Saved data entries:
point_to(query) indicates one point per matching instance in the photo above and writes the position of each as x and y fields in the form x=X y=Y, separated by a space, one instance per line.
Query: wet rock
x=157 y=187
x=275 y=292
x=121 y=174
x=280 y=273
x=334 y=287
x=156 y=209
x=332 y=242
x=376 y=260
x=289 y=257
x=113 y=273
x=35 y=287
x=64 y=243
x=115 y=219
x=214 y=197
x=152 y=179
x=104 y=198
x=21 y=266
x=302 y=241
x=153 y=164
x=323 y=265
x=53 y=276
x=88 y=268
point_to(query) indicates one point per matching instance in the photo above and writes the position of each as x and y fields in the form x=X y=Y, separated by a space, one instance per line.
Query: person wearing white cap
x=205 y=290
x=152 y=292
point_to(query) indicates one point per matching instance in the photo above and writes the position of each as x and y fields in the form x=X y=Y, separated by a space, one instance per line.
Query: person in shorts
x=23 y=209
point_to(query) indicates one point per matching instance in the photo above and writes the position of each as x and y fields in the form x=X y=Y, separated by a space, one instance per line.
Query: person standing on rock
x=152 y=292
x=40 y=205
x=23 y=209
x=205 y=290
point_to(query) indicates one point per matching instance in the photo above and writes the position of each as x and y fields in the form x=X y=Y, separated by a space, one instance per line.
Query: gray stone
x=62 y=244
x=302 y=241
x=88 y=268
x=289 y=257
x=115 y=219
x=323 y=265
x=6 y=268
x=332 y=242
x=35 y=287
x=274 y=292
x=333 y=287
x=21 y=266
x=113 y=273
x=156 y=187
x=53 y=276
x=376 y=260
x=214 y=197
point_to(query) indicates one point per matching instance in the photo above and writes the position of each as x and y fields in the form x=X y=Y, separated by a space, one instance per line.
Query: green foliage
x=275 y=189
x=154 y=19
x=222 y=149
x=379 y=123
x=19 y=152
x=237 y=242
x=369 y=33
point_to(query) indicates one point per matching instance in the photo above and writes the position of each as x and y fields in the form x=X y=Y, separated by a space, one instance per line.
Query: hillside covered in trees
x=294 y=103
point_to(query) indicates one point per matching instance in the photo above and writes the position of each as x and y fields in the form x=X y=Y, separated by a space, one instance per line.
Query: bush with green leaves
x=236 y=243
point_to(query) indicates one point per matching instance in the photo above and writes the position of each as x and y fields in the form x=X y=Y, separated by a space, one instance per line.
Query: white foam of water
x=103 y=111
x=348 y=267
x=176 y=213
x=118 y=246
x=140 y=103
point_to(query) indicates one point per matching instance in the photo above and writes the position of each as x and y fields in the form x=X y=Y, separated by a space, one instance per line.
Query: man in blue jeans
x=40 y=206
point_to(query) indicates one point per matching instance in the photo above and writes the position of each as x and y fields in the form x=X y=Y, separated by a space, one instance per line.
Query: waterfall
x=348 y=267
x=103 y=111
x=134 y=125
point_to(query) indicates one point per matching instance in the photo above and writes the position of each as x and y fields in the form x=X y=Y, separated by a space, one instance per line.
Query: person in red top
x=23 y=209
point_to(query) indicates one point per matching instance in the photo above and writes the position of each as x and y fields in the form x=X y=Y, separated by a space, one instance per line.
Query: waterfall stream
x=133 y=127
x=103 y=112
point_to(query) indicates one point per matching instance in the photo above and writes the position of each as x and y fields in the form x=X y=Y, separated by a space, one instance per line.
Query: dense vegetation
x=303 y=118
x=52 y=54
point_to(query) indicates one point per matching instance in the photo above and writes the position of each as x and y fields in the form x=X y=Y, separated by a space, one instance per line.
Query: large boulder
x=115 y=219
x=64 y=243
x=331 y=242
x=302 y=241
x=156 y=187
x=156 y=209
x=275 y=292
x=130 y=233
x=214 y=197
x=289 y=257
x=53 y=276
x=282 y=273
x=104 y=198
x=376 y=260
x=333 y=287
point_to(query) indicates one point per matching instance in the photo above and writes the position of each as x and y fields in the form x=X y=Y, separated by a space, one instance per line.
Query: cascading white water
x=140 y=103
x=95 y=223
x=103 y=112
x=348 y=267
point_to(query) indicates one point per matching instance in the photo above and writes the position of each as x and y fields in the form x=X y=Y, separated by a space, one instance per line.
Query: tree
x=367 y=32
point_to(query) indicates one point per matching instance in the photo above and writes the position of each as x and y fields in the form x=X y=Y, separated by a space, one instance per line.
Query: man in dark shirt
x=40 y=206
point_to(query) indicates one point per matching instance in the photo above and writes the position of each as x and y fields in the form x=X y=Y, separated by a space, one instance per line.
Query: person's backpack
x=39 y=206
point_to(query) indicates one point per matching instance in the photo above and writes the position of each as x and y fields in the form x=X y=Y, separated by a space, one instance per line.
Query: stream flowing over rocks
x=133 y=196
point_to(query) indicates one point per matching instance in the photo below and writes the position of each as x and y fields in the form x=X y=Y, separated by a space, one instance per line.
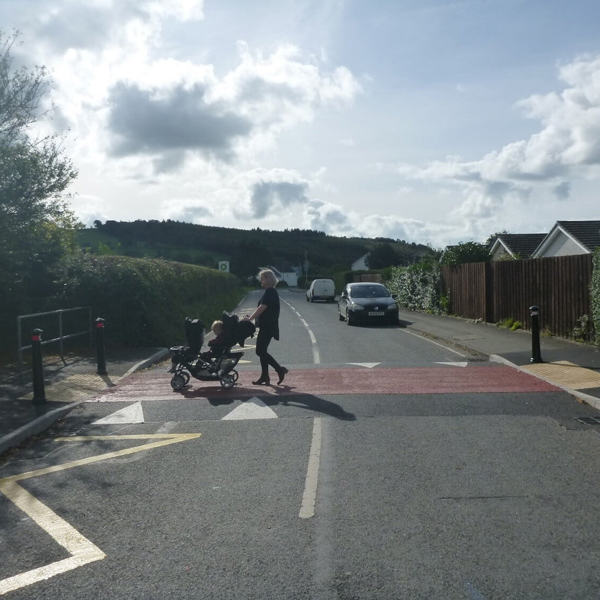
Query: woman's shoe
x=282 y=373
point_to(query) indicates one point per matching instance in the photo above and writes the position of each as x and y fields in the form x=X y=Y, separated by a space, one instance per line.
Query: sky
x=429 y=121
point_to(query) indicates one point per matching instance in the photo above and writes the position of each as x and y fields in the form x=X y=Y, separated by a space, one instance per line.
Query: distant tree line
x=246 y=249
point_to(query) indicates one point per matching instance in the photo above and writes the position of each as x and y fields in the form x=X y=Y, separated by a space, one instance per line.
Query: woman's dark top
x=268 y=321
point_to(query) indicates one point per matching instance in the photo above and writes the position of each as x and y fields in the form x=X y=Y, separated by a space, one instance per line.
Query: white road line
x=307 y=509
x=82 y=551
x=313 y=339
x=431 y=341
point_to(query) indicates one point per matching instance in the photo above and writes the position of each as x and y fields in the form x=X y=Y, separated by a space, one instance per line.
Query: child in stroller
x=219 y=363
x=217 y=344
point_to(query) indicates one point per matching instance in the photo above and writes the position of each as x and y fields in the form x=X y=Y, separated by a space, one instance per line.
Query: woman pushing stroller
x=266 y=317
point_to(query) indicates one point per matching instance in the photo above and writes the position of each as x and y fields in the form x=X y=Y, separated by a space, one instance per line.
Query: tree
x=36 y=225
x=465 y=252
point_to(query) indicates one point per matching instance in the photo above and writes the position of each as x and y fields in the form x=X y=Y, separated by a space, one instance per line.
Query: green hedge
x=144 y=301
x=595 y=293
x=417 y=287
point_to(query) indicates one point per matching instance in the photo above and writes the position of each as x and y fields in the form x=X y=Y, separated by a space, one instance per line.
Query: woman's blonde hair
x=269 y=276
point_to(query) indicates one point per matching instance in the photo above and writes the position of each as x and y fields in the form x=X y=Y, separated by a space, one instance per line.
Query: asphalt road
x=386 y=466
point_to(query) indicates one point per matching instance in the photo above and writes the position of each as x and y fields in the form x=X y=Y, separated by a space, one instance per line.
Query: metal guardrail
x=61 y=336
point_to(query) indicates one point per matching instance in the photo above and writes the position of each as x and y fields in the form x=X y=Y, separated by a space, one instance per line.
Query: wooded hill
x=245 y=249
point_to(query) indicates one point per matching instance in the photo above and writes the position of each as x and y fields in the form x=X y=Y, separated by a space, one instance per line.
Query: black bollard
x=536 y=355
x=100 y=358
x=39 y=394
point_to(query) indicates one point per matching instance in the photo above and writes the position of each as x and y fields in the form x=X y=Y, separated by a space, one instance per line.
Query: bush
x=595 y=294
x=144 y=301
x=417 y=287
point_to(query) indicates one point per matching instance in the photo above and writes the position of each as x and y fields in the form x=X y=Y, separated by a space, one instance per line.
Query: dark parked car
x=367 y=302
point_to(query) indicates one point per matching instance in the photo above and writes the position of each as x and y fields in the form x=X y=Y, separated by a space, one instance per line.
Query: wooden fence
x=559 y=286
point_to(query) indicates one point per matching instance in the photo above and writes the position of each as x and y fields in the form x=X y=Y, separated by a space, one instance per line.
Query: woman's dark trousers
x=263 y=339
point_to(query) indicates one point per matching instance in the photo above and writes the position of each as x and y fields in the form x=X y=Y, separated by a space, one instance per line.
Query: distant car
x=367 y=302
x=321 y=289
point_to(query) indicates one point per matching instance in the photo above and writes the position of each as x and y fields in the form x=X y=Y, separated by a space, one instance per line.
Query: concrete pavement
x=66 y=386
x=571 y=366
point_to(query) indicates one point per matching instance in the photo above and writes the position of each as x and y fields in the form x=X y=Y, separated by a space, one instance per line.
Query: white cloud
x=532 y=169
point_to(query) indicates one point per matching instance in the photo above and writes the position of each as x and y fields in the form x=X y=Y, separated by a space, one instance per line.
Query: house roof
x=584 y=233
x=521 y=244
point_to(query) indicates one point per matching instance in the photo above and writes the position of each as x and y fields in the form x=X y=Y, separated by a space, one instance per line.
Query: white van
x=321 y=289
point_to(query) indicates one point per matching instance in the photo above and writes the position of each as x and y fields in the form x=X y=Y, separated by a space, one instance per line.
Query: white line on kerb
x=313 y=339
x=307 y=509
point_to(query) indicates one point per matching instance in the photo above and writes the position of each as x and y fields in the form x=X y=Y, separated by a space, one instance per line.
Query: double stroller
x=219 y=365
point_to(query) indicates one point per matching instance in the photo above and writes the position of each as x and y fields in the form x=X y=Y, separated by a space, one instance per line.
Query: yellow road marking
x=82 y=551
x=566 y=373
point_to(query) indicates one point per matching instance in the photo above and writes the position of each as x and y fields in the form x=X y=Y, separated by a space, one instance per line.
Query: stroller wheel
x=178 y=381
x=228 y=380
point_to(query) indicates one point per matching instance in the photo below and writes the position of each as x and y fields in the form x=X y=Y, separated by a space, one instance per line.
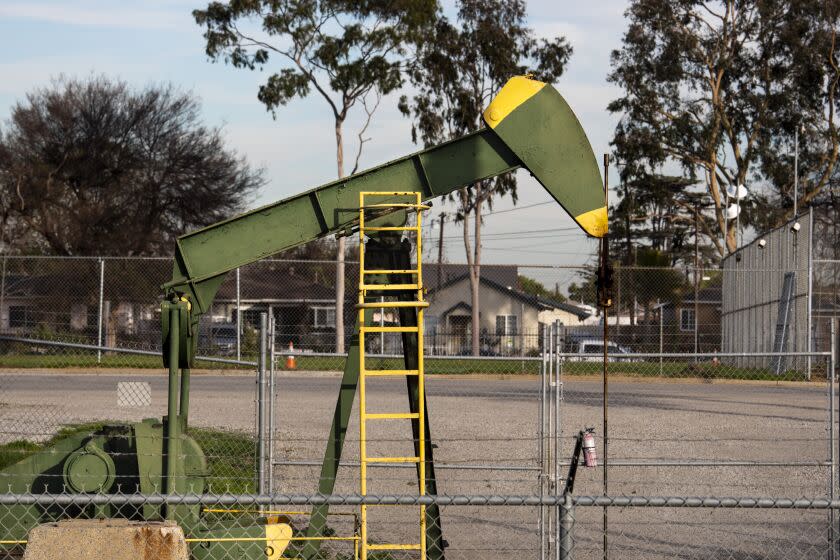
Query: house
x=511 y=320
x=679 y=320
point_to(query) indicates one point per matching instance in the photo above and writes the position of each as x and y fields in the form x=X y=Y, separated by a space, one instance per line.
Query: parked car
x=592 y=350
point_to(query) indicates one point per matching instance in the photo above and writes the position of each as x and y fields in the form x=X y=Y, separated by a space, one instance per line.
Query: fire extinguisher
x=590 y=458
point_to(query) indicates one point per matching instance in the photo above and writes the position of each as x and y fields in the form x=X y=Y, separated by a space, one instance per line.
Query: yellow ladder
x=364 y=372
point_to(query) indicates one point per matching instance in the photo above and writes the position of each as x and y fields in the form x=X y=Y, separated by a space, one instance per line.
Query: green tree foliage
x=349 y=52
x=461 y=66
x=92 y=167
x=649 y=215
x=717 y=89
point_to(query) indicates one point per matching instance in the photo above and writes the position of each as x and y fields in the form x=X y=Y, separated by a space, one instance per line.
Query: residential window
x=324 y=317
x=506 y=325
x=688 y=321
x=18 y=316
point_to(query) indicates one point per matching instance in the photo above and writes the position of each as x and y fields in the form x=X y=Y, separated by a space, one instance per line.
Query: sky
x=155 y=41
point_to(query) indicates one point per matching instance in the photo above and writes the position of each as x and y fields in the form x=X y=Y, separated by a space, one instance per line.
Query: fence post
x=272 y=371
x=261 y=412
x=101 y=304
x=565 y=523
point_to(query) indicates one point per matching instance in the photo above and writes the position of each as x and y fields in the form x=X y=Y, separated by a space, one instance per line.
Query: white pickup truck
x=592 y=350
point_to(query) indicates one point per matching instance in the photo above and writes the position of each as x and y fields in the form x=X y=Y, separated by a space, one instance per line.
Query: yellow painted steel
x=594 y=222
x=391 y=287
x=364 y=329
x=393 y=416
x=381 y=304
x=517 y=91
x=391 y=372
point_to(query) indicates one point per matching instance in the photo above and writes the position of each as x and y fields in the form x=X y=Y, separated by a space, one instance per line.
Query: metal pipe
x=541 y=439
x=552 y=479
x=832 y=445
x=565 y=522
x=238 y=318
x=184 y=408
x=557 y=445
x=3 y=295
x=101 y=303
x=261 y=409
x=172 y=405
x=272 y=370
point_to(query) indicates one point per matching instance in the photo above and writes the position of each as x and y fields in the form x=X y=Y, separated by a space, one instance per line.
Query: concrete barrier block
x=107 y=539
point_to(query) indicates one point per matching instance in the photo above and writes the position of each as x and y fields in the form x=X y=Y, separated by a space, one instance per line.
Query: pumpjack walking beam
x=529 y=125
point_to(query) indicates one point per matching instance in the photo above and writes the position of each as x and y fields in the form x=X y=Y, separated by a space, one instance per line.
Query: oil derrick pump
x=529 y=125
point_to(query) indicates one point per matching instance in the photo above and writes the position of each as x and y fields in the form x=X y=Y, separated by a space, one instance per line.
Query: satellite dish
x=733 y=211
x=739 y=192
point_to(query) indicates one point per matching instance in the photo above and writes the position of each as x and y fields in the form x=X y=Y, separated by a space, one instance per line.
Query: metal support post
x=172 y=406
x=557 y=442
x=552 y=478
x=272 y=372
x=238 y=319
x=101 y=303
x=261 y=408
x=832 y=446
x=541 y=438
x=565 y=522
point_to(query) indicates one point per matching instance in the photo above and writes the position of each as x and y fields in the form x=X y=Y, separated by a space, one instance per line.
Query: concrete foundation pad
x=107 y=539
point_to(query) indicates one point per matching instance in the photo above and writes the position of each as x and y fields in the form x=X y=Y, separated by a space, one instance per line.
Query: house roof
x=709 y=295
x=540 y=303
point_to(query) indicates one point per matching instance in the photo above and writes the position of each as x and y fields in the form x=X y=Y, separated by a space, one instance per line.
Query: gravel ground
x=492 y=421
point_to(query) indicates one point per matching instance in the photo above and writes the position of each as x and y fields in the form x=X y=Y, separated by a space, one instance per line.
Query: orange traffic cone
x=290 y=358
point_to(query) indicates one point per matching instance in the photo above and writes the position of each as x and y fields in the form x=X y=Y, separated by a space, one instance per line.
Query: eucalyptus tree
x=461 y=65
x=718 y=88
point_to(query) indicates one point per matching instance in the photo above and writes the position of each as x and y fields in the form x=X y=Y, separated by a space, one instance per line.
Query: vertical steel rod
x=604 y=247
x=261 y=382
x=172 y=405
x=541 y=439
x=552 y=479
x=565 y=522
x=557 y=441
x=832 y=448
x=272 y=371
x=101 y=303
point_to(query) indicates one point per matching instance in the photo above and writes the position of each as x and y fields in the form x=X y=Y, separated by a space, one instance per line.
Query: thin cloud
x=107 y=14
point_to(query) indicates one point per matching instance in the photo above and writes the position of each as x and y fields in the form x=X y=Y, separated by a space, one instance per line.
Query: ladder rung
x=389 y=372
x=388 y=329
x=393 y=416
x=389 y=193
x=389 y=287
x=407 y=271
x=392 y=459
x=380 y=304
x=390 y=228
x=396 y=205
x=393 y=547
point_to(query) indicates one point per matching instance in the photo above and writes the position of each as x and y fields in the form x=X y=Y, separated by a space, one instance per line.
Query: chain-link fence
x=490 y=526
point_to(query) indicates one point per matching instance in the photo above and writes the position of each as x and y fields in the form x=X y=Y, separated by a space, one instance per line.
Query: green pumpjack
x=529 y=126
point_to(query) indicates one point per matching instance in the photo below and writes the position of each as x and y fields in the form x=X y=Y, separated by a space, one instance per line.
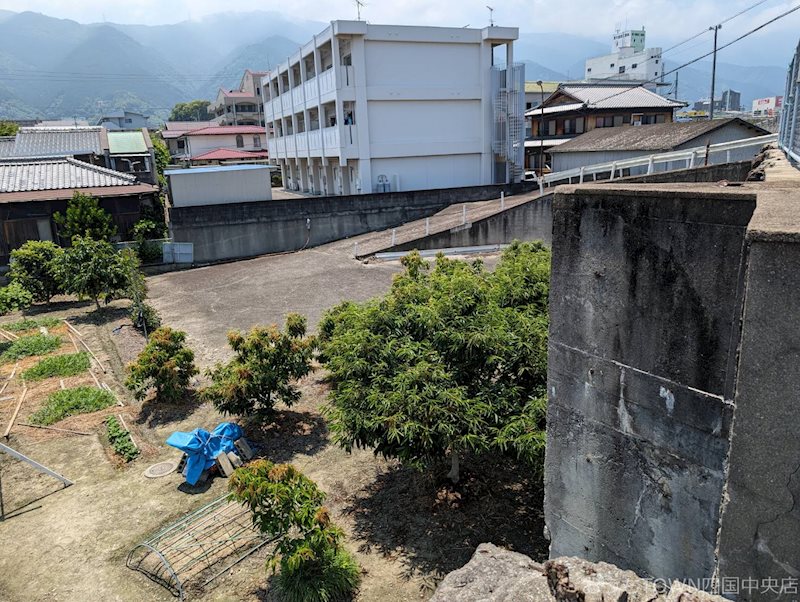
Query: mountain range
x=57 y=68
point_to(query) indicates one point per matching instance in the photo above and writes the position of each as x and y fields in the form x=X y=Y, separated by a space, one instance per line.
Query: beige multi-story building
x=242 y=106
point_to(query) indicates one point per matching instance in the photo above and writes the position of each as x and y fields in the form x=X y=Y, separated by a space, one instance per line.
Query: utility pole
x=715 y=29
x=541 y=130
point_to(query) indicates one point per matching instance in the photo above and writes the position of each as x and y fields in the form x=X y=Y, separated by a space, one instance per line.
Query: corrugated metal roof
x=658 y=137
x=573 y=106
x=549 y=87
x=57 y=174
x=43 y=142
x=618 y=97
x=223 y=130
x=7 y=144
x=220 y=154
x=126 y=143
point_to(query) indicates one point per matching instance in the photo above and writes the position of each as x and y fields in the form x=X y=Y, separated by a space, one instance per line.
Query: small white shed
x=219 y=185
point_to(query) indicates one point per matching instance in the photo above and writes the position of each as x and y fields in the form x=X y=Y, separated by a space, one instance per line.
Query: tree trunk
x=453 y=474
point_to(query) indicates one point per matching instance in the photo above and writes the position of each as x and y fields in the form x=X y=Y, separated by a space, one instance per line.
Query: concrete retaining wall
x=239 y=230
x=534 y=220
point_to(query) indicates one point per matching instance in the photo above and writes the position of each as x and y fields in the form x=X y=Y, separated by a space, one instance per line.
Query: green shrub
x=314 y=566
x=34 y=344
x=85 y=218
x=144 y=317
x=165 y=363
x=35 y=267
x=120 y=439
x=31 y=323
x=93 y=269
x=452 y=360
x=69 y=402
x=14 y=297
x=261 y=372
x=69 y=364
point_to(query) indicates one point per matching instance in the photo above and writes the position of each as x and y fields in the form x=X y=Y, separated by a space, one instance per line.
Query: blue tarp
x=202 y=447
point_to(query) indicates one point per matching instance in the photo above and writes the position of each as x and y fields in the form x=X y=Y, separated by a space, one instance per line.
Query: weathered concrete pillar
x=643 y=339
x=760 y=535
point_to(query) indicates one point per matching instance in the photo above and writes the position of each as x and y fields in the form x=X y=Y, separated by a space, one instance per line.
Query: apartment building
x=629 y=60
x=242 y=106
x=367 y=108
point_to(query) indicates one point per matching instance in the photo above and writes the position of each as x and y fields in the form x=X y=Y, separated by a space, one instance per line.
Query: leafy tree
x=451 y=360
x=34 y=266
x=259 y=375
x=8 y=128
x=195 y=110
x=165 y=363
x=163 y=158
x=315 y=567
x=13 y=297
x=93 y=269
x=85 y=218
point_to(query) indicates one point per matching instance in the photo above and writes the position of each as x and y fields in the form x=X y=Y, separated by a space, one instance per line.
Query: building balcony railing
x=296 y=98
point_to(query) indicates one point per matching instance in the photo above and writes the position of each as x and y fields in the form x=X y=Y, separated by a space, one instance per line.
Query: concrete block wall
x=674 y=381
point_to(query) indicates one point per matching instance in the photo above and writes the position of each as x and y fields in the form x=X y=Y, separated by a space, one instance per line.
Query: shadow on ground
x=434 y=527
x=288 y=434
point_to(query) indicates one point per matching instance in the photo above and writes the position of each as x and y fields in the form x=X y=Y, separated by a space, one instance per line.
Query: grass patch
x=120 y=439
x=35 y=344
x=69 y=402
x=31 y=323
x=68 y=364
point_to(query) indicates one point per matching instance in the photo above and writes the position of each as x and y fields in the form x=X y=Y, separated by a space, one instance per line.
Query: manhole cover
x=160 y=470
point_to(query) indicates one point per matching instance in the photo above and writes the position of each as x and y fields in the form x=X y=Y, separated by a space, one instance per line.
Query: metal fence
x=789 y=137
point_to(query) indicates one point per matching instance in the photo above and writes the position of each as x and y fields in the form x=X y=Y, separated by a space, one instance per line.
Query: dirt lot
x=406 y=528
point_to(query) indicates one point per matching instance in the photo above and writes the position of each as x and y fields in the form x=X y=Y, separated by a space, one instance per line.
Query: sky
x=667 y=21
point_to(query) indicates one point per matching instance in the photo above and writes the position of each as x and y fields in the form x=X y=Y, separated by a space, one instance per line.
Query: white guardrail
x=691 y=156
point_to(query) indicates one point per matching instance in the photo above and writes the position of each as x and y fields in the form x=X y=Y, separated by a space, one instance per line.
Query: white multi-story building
x=629 y=60
x=375 y=108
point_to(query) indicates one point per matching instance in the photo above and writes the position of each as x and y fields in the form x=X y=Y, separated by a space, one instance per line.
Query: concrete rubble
x=498 y=575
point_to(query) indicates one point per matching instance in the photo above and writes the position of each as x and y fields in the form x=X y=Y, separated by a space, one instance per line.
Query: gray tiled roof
x=57 y=174
x=619 y=97
x=658 y=137
x=49 y=142
x=6 y=146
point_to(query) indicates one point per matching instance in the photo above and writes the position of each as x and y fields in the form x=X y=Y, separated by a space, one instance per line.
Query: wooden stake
x=97 y=382
x=74 y=342
x=52 y=428
x=16 y=411
x=94 y=356
x=10 y=378
x=125 y=426
x=107 y=388
x=73 y=329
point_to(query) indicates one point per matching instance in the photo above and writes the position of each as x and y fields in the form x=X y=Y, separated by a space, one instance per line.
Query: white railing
x=790 y=112
x=692 y=156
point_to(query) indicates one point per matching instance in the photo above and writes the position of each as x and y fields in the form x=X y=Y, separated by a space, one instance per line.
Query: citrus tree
x=34 y=266
x=266 y=363
x=452 y=360
x=287 y=505
x=93 y=269
x=165 y=363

■ Exercise: Return every line of the material above that contains the word "wooden".

■ Result:
Query: wooden fence
Query: wooden stake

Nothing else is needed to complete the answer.